Starting at the line that contains "Objective: a point on each instance of the brick" and ending at the last line of the data, both included, output those lines as a Markdown table with the columns Row and Line. Number each row and skip any blank lines.

Stored items from a collection
* START *
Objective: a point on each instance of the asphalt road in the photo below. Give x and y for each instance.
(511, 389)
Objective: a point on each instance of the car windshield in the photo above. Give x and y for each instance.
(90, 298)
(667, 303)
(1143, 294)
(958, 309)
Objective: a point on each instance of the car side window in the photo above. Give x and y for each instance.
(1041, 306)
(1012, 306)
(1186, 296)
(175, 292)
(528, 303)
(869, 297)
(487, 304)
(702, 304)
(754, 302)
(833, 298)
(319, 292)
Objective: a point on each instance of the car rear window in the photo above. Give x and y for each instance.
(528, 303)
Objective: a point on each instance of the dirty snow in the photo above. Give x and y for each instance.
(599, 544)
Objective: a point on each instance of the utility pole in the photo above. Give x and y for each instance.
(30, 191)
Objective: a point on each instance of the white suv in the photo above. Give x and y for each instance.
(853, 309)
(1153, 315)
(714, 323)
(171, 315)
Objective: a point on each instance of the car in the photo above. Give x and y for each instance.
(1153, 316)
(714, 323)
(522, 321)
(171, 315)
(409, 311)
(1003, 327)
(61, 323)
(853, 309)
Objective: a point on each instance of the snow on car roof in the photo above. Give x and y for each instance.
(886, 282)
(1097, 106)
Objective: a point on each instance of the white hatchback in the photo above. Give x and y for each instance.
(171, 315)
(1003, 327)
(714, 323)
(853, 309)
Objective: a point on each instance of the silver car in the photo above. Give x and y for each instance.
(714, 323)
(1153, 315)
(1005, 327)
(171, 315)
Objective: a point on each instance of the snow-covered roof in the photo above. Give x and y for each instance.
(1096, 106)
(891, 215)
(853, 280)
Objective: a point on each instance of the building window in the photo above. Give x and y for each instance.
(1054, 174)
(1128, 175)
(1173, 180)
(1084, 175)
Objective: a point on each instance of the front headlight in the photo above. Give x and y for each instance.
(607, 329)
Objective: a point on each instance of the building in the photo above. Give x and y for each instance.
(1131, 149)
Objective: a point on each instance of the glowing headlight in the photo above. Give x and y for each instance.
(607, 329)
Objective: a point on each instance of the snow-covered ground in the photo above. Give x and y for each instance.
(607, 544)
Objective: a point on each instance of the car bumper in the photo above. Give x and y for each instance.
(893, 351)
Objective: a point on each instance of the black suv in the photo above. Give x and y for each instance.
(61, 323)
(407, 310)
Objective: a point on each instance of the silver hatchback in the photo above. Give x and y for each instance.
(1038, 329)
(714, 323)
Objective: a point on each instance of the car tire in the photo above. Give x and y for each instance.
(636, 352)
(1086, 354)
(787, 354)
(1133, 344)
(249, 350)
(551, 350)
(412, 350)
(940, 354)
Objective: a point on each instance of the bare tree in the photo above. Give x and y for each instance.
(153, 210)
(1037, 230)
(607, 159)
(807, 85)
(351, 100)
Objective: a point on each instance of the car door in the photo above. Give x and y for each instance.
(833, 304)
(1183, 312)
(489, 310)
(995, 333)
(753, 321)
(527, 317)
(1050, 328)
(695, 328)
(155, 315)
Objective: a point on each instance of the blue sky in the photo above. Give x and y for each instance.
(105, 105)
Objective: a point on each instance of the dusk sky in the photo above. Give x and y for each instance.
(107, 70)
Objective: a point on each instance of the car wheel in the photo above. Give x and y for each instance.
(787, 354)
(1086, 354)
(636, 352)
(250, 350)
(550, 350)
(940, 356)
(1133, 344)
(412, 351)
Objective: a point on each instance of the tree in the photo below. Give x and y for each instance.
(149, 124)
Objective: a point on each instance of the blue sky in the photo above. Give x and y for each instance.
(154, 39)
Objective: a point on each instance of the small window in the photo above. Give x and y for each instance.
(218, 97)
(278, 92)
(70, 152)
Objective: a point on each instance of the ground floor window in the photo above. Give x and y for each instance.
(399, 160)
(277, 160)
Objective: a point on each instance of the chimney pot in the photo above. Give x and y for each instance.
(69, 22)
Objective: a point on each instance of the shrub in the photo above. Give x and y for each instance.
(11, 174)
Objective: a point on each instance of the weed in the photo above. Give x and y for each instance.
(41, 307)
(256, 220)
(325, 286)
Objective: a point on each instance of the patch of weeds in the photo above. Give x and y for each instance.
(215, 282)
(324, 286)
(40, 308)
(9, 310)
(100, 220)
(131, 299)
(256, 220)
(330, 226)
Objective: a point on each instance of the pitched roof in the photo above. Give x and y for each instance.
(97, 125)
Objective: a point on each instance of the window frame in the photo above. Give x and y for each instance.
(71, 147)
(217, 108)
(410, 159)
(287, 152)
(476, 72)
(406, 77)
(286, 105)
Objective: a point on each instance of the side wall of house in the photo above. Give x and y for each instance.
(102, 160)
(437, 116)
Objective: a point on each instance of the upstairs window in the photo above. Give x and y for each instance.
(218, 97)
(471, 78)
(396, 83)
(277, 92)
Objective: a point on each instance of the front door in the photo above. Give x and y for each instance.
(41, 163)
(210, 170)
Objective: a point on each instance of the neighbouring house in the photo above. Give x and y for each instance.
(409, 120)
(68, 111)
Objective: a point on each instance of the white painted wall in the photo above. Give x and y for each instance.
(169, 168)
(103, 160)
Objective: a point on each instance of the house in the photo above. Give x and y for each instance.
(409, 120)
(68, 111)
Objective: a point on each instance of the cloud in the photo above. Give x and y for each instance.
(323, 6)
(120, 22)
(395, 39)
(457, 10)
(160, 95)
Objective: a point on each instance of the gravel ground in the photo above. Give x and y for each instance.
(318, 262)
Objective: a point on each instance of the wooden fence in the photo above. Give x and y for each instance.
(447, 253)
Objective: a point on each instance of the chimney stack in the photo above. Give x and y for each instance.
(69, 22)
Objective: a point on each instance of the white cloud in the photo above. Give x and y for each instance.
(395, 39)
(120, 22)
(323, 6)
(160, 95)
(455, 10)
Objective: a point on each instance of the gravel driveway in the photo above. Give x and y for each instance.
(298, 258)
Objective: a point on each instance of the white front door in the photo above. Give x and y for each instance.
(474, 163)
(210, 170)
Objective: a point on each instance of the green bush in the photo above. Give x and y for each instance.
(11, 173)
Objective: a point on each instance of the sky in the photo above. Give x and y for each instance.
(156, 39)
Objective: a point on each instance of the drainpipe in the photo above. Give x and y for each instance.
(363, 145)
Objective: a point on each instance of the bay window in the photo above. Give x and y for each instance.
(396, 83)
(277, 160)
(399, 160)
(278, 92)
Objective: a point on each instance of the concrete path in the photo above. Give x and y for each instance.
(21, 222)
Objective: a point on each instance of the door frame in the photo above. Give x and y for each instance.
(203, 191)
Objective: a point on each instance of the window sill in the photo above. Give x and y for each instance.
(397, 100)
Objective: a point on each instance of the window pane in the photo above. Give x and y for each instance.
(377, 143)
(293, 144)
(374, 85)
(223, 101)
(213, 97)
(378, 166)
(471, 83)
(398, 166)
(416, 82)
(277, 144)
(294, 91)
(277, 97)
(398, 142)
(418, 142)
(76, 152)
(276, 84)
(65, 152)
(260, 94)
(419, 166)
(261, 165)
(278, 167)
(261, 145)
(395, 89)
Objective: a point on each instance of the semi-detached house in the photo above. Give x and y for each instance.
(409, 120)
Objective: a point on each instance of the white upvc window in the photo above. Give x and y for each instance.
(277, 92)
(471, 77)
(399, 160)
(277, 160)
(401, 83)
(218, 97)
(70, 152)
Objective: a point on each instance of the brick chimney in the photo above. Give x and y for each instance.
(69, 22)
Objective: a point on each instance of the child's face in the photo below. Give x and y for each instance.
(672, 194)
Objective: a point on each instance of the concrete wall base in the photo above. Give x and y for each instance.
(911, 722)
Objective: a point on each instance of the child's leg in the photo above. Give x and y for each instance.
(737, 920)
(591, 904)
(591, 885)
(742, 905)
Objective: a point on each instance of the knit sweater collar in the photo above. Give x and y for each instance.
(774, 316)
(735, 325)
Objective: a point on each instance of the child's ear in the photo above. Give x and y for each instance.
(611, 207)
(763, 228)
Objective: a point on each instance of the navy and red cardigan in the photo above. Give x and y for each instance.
* END *
— Response for this exercise —
| Row | Line |
|---|---|
| 1 | Objective: a point on each instance of the brick chimney in the photo above. Give x and y for each instance. |
| 2 | (69, 22) |
| 3 | Objective: a point on each instance of the child's face in the photo below. Give x and y for each instance. |
| 4 | (672, 194) |
| 5 | Objective: a point on each instance of the concrete wall base in the photo above. Give x and y for each instance. |
| 6 | (911, 722) |
| 7 | Objective: a point on each instance of the child's leg in the photo above. Give x and y for each instance. |
| 8 | (737, 920) |
| 9 | (591, 904) |
| 10 | (591, 885) |
| 11 | (742, 905) |
| 12 | Objective: a point on each instance of the knit sweater collar in the photo above. Give x and y for each instance. |
| 13 | (774, 316) |
| 14 | (735, 325) |
| 15 | Objective: a point on each instance of the child's ear in the photo above. Give x and y for each instance. |
| 16 | (611, 207) |
| 17 | (763, 228) |
| 18 | Objective: a point on each instance of the navy and red cardigan in the photo above. Give x and y for each instance. |